**ИСХОДНЫЙ ТЕКСТ:**

------------------------------------

WA IV, 3, 189 (29.11.1777).

661

СС, 9, 366.

Впрочем, была еще и третья причина. О ней говорится в дневнике, в письмах к Шарлотте фон Штейн и в большом поэтическом гимне «Путешествие на Гарц зимой».

В целом же это необычное путешествие было хорошо срежиссированной мистификацией. 29 ноября – по небу тянулись «темные снеговые тучи» – Гёте отправляется

в путь в сторону Зондерсхаузена и Нордхаузена. В письмах госпоже фон Штейн он сознательно избегает названий городов и деревень, через которые лежит его путь. Он путешествует под вымышленным именем, называя себя Вебером, на вопрос о роде занятий в гостиницах представляется то юристом, то художником. «У меня такое странное ощущение, когда я путешествую по миру инкогнито, мне кажется, будто я намного вернее чувствую свое отношение к людям и вещам» [662] . В день отъезда он записывает в дневнике: «абсолютный покой в душе» [663] . Снежные бури и ливневый град стихают, к вечеру вершины Гарца озаряются первыми «лучами солнца». На следующий день все вокруг покрыто льдом, «солнце взошло в красочном великолепии» [664] , вдалеке виднеется остроконечная вершина Броккена. Вскоре, однако, небо снова заволакивают тучи, начинается дождь. «Тихо и печально наступила ночь» [665] . В Ильфельде на постоялом дворе, как утверждает хозяин, уже нет свободных мест, но для него находят маленькое помещеньице рядом с хозяйскими покоями. В дырку на месте выпавшего сучка в одной из досок деревянной стены он подглядывает за веселым пиршеством в соседней комнате: там собралась компания чиновников, приехавших в Гарц с инспекцией. Гёте ничем не выдает своего незримого присутствия. Ему нравится наблюдать, оставаясь невидимым. Впоследствии он обстоятельно опишет эту сцену: «Я видел длинный стол, обращенный ко мне торцом, напомнивший мне картины “Брак в Кане Галилейской”, <…> одним словом, веселое застолье. Я мог наблюдать его спокойно, во всех его особенностях и деталях, словно рядом со мною находился хромой бес, позволивший мне непосредственно увидеть и узнать жизнь других людей. <…> Порою все, что я видел, казалось мне призрачным, словно духи веселились предо мною в горной пещере» [666] .

------------------------------------

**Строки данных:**
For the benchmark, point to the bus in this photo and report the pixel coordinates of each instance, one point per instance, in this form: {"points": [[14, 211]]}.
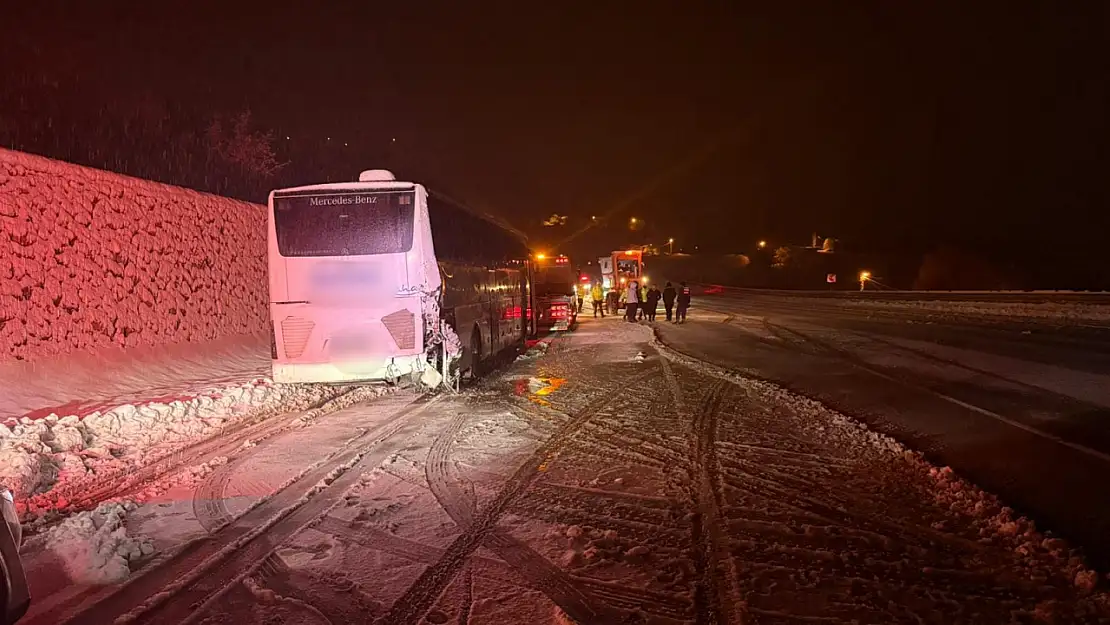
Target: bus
{"points": [[377, 280]]}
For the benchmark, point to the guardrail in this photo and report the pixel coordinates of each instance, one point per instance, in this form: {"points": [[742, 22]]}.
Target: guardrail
{"points": [[1092, 298]]}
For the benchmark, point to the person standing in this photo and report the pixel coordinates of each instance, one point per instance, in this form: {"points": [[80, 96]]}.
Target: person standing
{"points": [[668, 299], [632, 302], [684, 303], [614, 299], [597, 296], [652, 302]]}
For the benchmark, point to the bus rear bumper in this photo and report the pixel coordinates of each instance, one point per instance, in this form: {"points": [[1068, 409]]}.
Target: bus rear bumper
{"points": [[371, 370]]}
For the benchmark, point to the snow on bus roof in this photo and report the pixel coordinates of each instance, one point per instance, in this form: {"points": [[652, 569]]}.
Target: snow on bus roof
{"points": [[394, 184]]}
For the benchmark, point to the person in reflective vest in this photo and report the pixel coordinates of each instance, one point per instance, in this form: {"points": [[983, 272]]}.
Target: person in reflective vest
{"points": [[597, 298], [668, 299], [632, 301], [684, 303]]}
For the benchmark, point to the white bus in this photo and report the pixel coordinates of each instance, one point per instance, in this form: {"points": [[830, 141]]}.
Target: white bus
{"points": [[379, 279]]}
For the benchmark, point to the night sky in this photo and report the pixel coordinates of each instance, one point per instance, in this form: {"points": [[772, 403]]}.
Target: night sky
{"points": [[895, 128]]}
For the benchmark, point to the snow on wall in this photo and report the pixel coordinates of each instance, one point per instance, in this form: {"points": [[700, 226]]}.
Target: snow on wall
{"points": [[91, 259]]}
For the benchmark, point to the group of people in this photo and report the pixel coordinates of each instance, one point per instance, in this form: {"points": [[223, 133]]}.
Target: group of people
{"points": [[641, 304]]}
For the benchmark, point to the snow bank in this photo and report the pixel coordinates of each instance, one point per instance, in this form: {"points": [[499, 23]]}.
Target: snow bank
{"points": [[1063, 312], [80, 383], [91, 259], [50, 461], [94, 546]]}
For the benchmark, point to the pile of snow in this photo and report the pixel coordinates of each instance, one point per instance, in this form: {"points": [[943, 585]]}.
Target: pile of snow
{"points": [[80, 383], [1063, 312], [94, 546], [47, 462], [535, 351]]}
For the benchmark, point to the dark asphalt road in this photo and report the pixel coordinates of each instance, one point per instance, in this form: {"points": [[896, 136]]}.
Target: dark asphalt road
{"points": [[1021, 409]]}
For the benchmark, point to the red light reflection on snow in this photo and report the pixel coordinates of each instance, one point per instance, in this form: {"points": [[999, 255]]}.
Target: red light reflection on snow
{"points": [[536, 389]]}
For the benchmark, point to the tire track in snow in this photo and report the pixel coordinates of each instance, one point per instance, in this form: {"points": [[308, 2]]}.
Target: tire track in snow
{"points": [[713, 601], [191, 581], [422, 594], [228, 442], [540, 573], [824, 348]]}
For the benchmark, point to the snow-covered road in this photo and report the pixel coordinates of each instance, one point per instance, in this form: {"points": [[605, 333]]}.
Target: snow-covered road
{"points": [[607, 479]]}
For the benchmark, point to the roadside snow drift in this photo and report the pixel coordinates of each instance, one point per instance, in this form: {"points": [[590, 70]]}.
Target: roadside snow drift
{"points": [[51, 461]]}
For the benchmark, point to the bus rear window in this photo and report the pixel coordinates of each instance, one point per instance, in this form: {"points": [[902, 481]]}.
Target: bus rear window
{"points": [[344, 224]]}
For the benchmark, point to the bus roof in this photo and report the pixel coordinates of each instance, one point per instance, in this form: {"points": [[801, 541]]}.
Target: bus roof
{"points": [[391, 185]]}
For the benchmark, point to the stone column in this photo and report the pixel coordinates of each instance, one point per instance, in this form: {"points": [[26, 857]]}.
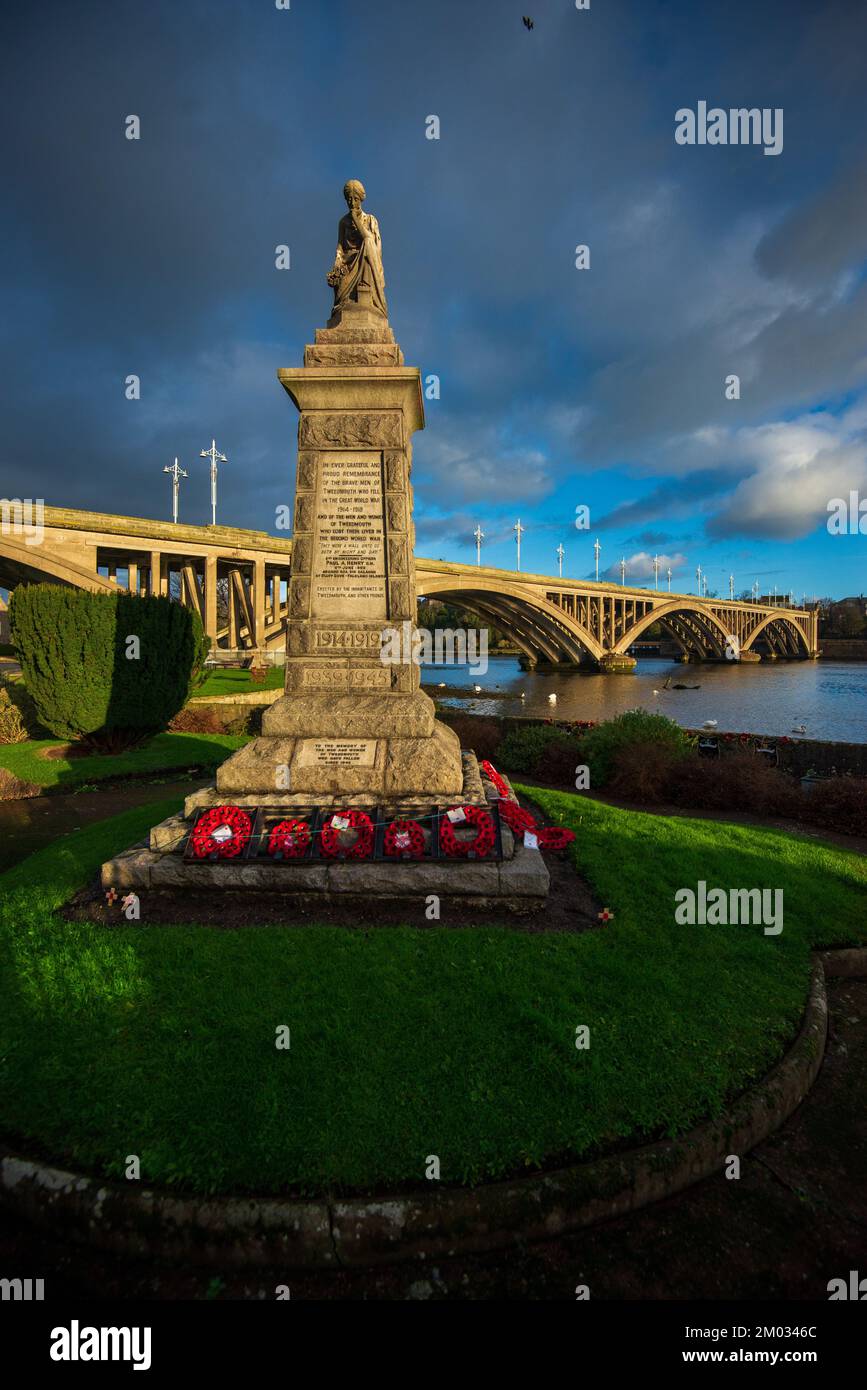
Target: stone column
{"points": [[350, 722], [259, 605], [232, 613], [154, 587], [210, 598]]}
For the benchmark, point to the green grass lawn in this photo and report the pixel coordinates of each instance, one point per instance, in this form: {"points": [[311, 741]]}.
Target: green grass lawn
{"points": [[238, 683], [166, 752], [406, 1041]]}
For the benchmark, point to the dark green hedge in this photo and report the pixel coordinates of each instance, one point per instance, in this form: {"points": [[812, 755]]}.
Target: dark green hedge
{"points": [[74, 649]]}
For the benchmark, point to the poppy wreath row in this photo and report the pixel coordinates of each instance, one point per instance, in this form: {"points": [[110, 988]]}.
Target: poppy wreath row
{"points": [[499, 783], [329, 838], [405, 838], [203, 843], [521, 820], [289, 838], [480, 847]]}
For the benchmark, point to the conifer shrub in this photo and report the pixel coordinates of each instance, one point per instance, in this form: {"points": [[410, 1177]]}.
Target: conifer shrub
{"points": [[109, 669], [600, 745]]}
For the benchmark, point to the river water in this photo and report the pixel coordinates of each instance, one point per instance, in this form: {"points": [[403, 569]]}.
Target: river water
{"points": [[830, 698]]}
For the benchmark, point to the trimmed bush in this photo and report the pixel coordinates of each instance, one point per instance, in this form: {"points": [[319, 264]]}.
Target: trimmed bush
{"points": [[523, 748], [600, 745], [11, 723], [11, 787], [838, 804], [642, 772], [214, 719], [482, 736], [111, 669], [742, 781]]}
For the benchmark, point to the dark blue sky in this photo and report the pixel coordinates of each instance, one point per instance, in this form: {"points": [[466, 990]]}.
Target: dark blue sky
{"points": [[559, 387]]}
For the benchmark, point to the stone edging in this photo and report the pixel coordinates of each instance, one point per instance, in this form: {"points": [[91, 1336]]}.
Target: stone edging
{"points": [[321, 1233]]}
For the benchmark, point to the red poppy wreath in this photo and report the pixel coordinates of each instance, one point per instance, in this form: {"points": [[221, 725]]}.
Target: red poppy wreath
{"points": [[223, 831], [289, 838], [342, 822], [480, 845], [405, 840]]}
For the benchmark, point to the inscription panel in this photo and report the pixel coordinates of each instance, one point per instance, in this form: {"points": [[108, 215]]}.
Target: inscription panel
{"points": [[345, 677], [349, 540], [336, 752]]}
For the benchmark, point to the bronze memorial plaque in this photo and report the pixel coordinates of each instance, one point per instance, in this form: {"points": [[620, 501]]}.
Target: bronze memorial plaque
{"points": [[336, 752], [349, 540]]}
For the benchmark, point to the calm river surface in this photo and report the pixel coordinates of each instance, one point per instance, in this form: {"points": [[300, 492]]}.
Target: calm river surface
{"points": [[830, 698]]}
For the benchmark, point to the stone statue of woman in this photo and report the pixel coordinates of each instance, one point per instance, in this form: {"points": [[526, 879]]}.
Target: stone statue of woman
{"points": [[356, 275]]}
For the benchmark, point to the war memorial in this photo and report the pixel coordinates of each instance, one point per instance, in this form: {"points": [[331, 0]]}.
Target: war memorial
{"points": [[353, 786]]}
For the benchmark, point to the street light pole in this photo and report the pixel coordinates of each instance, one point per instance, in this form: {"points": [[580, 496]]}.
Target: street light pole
{"points": [[213, 453], [177, 474], [518, 531]]}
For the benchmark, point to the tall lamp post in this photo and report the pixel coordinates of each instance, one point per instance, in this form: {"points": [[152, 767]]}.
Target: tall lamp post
{"points": [[518, 531], [213, 453], [177, 471]]}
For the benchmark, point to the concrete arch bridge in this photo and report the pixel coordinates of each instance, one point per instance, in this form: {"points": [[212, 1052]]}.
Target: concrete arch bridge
{"points": [[238, 583], [581, 623]]}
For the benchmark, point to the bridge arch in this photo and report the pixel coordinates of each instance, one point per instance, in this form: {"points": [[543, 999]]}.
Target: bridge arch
{"points": [[538, 627], [698, 615], [22, 563], [778, 627]]}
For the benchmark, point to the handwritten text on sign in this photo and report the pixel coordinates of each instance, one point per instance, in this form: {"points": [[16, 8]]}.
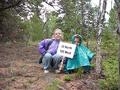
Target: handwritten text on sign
{"points": [[66, 49]]}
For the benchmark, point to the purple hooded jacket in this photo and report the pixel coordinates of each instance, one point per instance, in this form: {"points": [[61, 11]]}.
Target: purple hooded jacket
{"points": [[52, 49]]}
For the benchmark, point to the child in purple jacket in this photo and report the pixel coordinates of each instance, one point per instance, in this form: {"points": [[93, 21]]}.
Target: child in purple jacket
{"points": [[50, 55]]}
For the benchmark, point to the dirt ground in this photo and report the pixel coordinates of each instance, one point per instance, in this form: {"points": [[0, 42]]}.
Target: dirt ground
{"points": [[19, 70]]}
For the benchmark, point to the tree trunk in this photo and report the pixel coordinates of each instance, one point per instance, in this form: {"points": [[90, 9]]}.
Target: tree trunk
{"points": [[117, 2], [100, 27]]}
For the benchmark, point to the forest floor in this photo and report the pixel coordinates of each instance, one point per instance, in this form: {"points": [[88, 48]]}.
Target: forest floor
{"points": [[19, 70]]}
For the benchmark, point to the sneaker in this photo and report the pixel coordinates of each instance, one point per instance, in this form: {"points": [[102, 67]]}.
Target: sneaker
{"points": [[46, 71], [57, 71]]}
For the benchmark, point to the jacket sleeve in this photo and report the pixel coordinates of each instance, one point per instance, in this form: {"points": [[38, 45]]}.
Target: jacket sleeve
{"points": [[42, 49]]}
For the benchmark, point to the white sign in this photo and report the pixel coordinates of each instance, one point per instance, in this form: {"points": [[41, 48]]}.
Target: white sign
{"points": [[66, 49]]}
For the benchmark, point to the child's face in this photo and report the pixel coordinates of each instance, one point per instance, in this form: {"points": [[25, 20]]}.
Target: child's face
{"points": [[77, 41]]}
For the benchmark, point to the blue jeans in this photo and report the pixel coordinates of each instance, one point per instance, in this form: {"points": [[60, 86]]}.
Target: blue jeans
{"points": [[50, 61]]}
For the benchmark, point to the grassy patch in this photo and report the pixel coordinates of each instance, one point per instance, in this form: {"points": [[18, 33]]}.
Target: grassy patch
{"points": [[53, 85]]}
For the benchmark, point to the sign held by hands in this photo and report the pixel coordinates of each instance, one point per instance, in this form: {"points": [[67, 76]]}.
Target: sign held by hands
{"points": [[66, 49]]}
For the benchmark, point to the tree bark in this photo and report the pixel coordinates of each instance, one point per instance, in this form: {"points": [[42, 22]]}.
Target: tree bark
{"points": [[117, 2], [100, 29]]}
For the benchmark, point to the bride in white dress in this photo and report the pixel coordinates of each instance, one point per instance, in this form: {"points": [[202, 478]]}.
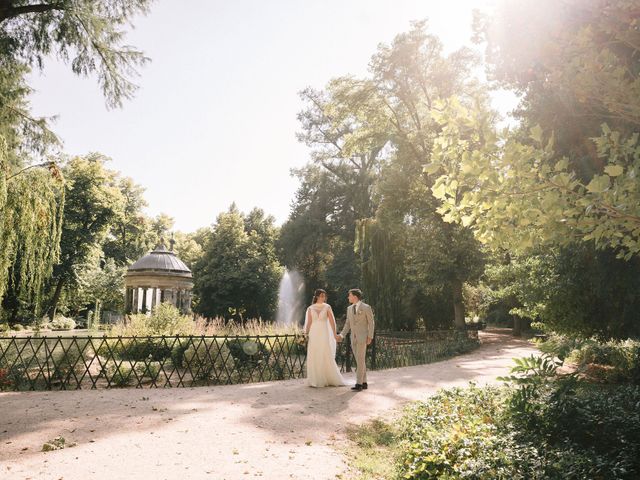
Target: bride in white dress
{"points": [[320, 326]]}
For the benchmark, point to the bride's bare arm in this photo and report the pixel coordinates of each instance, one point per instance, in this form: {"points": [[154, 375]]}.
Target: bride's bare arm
{"points": [[332, 321], [307, 324]]}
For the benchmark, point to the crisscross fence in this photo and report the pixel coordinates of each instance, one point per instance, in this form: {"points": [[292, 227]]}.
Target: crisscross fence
{"points": [[63, 363]]}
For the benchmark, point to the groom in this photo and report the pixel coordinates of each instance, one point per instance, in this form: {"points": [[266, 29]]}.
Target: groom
{"points": [[360, 323]]}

------------------------------------

**ЗАДАНИЯ И УПРАЖНЕНИЯ:**
#1 Соберите все строки листинга, в которых встречается слово «hedge». Регистр букв учитывается.
#2 Напишите продолжение текста о зимнем путешествии Гёте на Гарц.

**ОТВЕТЫ К ЗАДАНИЯМ:**
#1
For the benchmark, point to the dark green hedge in this photo and report the pixel coordinates of each instance, one point per instance, in this form: {"points": [[812, 755]]}.
Target: dark green hedge

#2
662

WA IV, 3, 192 (4.12.1777).

663

Tgb I, 1, 52 (29.11.1777).

664

Tgb I, 1, 53 (30.11.1777).

665

Tgb I, 1, 53 (30.11.1777).

666

СС, 9, 368.

Что ж, это создает нужный настрой для осмотра знаменитой Бауманской пещеры на следующий день. Для Гёте проводят настоящую экскурсию, освещая путь факелами. По узким лазам ему приходится передвигаться на четвереньках. «Правда, перед трезвым взором начисто исчезли те фантастические образы, которые так любит создавать из несуразной бесформенности наше мрачное воображение; но тем отчетливее и чище проступало доподлинно чудесное, так дивно меня обогатившее» [667] .

667

Там же.

Обогатившийся таким образом Гёте, который еще несколько часов назад пробивался вперед сквозь ветер, мрак и непогоду, пишет в дневнике о своем взгляде на окружающее: смотрю, «словно коршун» [668] . Так же начинается и стихотворение «Зимнее путешествие на Гарц»:

Словно коршун, Простирающий легкие крылья Среди утренних туч И следящий добычу, — Воспари, песнь моя. Ибо господним перстом Каждому путь Предуказан, Путь, что счастливца Скоро домчит К цели отрадной <…> [669]

668

Tgb I, 1, 53 (1.12.1777).

669

СС, 1, 94.

Первая задача выполнена – рудники изучены, теперь можно двигаться ко второй цели. В Вернигероде живет бедный Плессинг, которого задумал посетить Гёте. В стихотворении сразу же после процитированной выше вводной части дается указание на следующую остановку в пути:

Тот же, кто в тщетном Противоборстве С нитью неумолимой, Тот знает пускай: Беспощадные ножницы Однажды ее пресекут.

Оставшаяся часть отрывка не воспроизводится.